--- INPUT MATERIAL ---
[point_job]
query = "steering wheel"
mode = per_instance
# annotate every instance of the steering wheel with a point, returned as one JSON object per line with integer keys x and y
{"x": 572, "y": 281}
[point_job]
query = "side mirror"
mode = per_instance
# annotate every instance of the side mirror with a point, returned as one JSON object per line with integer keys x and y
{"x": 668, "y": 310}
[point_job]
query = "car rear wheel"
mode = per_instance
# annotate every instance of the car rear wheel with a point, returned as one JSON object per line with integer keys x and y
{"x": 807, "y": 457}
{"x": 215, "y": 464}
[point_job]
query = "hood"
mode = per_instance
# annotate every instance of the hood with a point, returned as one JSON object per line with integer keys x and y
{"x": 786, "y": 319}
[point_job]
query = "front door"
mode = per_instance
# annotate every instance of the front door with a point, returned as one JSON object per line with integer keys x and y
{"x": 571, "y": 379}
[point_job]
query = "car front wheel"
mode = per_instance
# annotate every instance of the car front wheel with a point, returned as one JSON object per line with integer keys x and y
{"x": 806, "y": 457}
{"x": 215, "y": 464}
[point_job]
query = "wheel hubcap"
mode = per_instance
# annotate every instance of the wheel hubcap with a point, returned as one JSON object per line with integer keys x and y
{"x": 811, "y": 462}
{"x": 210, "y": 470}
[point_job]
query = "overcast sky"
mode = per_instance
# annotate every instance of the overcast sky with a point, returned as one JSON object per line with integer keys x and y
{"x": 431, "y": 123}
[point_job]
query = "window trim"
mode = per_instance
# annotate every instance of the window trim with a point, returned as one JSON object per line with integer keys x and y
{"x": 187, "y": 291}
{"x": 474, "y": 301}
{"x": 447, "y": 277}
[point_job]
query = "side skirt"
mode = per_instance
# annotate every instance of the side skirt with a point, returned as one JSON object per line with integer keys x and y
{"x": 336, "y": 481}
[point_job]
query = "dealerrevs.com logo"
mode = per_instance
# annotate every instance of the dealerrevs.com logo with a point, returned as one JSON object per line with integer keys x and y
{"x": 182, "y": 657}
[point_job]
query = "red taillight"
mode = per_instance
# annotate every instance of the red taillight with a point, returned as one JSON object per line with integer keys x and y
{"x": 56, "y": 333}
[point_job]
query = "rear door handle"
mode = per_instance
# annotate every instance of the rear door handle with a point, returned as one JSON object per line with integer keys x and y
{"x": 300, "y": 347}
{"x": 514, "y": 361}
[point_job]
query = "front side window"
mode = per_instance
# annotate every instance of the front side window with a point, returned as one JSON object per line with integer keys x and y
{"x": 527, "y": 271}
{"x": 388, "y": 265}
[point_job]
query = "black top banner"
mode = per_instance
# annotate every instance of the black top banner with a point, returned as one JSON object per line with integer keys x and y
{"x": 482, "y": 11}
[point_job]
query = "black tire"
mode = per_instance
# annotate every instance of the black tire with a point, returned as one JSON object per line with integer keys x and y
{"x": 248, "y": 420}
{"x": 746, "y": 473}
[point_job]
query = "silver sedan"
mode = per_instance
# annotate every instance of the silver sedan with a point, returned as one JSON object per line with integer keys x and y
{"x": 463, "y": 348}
---
■ **WHAT IS EXPECTED**: Collect every line of the listing above that contains the string "skirt", treating uppercase and lowercase letters as different.

■ **ANSWER TO THIS EXERCISE**:
query = "side skirt"
# annotate every instance of the side skirt with a point, returned as one JSON object per line with integer keys x and y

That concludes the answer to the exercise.